■ **Goal of the exercise**
In the excerpt on Nepal's election results, how many seats did the National Democratic Party win?

■ **Extract provided**
■ ■ ■ ■

Amar BK is a Senior Research Fellow at the Samata Foundation in Nepal.

Rajendra Maharjan is a columnist at the Kantipur National Daily in Kathmandu.

No single party secured a majority in the Federal Parliament. Out of 275 seats, the centrist Nepali Congress (NC), the oldest party in Nepal, won the highest number, 89 (or 32 percent). The Communist Party of Nepal (Unified Marxist–Leninist), or CPN (UML), one of Nepal’s major left-wing parties, became the second-largest force with 78 seats (28 percent). The Communist Party (Maoist Centre), or CPN (MC), which waged a guerrilla war against the government from 1996–2006, secured third place with 32 seats (12 percent).

The  parties of the Right experienced a resurgence. The National Independent Party (NIP), a fairly non-ideological but right-leaning party formed just six months before the elections, became the fourth-largest party, winning 20 seats (7 percent). The National Democratic Party (NDP), a monarchist and Hindu nationalist formation, became the fifth-largest party with 14 seats (or 5 percent). Seven other parties, including a breakaway faction of the CPN (UML) known as the CPN (Unified Socialist), regional and ethnic parties, as well as five independent candidates won between one and twelve seats.

The election has significantly increased short- and long-term uncertainty affecting the everyday lives of most people in Nepal, as well as cast a shadow over the future of inclusive democracy in Nepal as a whole. The Communist parties, particularly the UML, Maoist Centre, and the Unified Socialists, who altogether secured a nearly two-thirds majority in 2017, suffered huge losses, losing more than 30 percent of their seats. The NC gained 40 percent more seats and became the largest force in parliament. While regional and ethnic parties faced significant losses, the monarchist and new parties increased their vote share significantly.

Slipping Away from Secularism

The results paint a bleak picture of Nepali politics, at least for the next five years. On the surface, Nepal seems to be heading towards political instability, as a hung parliament appears very likely. The larger parties will need support from many other smaller parties and independent candidates to form a government, giving them disproportionate power in any governing coalition. Given the last two decades of Nepali politics, we can assume that Nepal should expect unstable governments. We can also assume that the country’s established political culture of merging and splitting of parties and horse-trading will continue unabated.

■ ■ ■ ■

■ **Provided material**
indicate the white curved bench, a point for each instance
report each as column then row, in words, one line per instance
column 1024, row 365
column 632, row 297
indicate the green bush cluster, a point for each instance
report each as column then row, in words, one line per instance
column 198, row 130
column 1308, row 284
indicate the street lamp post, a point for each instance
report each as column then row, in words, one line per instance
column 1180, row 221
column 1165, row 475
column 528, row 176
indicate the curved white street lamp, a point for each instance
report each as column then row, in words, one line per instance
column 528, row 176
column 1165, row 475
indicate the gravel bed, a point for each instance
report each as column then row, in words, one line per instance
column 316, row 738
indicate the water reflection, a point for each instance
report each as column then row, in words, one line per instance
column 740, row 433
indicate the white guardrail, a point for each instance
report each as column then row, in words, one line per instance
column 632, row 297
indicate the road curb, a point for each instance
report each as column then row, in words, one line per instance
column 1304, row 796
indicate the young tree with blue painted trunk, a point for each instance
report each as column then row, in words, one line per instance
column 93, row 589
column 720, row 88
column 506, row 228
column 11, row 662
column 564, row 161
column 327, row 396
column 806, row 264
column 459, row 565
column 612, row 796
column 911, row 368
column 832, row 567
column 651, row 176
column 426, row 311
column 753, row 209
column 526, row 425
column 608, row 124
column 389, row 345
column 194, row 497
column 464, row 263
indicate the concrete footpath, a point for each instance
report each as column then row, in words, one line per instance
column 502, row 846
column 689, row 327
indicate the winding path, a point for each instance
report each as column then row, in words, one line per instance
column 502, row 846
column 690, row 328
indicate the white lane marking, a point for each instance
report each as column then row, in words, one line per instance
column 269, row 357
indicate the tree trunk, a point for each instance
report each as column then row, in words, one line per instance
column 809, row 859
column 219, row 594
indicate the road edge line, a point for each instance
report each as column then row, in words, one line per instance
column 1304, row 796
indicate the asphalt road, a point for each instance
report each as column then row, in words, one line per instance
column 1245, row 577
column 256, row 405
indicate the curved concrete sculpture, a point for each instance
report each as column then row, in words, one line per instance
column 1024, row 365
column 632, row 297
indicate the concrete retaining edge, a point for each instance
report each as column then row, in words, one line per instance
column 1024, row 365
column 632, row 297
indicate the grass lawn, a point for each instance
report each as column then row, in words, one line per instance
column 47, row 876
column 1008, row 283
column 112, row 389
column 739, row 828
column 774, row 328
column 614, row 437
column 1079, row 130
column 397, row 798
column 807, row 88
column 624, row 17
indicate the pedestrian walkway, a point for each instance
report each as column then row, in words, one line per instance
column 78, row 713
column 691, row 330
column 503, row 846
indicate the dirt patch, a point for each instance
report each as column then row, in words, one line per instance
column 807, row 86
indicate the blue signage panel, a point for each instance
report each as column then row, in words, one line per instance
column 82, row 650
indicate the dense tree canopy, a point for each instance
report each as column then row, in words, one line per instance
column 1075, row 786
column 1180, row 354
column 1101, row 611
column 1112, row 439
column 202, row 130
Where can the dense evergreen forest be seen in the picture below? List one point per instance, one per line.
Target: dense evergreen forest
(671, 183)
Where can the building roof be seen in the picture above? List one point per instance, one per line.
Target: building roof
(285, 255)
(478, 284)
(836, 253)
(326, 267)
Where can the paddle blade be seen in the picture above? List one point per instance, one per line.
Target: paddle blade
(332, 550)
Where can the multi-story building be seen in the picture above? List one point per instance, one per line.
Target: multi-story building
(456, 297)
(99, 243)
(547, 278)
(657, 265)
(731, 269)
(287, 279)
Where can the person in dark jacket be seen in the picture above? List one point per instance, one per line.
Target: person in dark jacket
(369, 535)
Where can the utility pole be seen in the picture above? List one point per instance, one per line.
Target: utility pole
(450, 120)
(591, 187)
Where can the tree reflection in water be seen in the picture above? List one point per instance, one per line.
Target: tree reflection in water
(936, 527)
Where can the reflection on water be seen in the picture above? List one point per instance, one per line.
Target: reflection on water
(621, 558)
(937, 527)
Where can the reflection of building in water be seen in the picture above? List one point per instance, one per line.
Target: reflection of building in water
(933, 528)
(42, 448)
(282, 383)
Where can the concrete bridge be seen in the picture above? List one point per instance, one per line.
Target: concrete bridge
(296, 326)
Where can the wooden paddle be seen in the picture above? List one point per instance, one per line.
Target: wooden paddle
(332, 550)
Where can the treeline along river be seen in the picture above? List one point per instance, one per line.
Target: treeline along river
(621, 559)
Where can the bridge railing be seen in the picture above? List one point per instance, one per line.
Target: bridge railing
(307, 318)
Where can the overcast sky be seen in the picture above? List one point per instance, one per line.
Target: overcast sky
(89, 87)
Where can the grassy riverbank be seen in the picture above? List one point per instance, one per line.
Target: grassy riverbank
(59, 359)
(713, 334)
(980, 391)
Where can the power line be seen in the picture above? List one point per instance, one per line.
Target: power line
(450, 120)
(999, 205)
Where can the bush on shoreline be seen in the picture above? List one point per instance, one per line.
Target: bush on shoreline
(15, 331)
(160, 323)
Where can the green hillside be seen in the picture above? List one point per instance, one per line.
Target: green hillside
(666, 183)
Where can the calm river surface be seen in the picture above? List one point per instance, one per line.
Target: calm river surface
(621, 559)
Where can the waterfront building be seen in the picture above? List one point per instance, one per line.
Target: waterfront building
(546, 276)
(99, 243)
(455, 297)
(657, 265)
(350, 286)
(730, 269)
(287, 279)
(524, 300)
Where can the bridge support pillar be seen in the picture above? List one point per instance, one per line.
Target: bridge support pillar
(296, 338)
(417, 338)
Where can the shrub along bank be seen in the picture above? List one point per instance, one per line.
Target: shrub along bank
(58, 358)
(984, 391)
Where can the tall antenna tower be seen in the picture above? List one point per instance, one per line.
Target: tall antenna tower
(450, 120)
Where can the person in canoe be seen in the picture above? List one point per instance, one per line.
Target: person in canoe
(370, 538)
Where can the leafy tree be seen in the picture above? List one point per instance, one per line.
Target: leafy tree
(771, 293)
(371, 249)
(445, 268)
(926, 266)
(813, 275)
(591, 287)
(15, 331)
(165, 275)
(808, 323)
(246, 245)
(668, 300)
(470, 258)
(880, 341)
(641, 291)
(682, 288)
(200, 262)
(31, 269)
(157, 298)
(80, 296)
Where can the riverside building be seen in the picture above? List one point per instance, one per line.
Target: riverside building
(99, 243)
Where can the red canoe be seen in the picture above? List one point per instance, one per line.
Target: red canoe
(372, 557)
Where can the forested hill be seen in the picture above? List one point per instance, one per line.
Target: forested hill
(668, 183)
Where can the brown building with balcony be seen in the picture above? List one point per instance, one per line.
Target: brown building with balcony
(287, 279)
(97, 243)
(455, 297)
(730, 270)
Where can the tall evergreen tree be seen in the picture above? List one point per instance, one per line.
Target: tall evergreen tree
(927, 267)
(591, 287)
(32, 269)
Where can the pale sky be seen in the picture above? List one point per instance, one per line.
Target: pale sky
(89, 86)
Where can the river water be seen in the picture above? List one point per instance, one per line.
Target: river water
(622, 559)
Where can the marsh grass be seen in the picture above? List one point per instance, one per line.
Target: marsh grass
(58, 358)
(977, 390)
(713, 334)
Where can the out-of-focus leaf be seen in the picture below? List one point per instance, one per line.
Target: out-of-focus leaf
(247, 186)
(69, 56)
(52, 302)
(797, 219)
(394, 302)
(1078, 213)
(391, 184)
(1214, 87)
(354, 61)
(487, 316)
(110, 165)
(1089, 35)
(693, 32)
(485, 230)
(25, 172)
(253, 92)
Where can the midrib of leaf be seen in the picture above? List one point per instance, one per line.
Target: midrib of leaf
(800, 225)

■ ■ ■ ■

■ **Reply to the exercise**
14 seats (5 percent)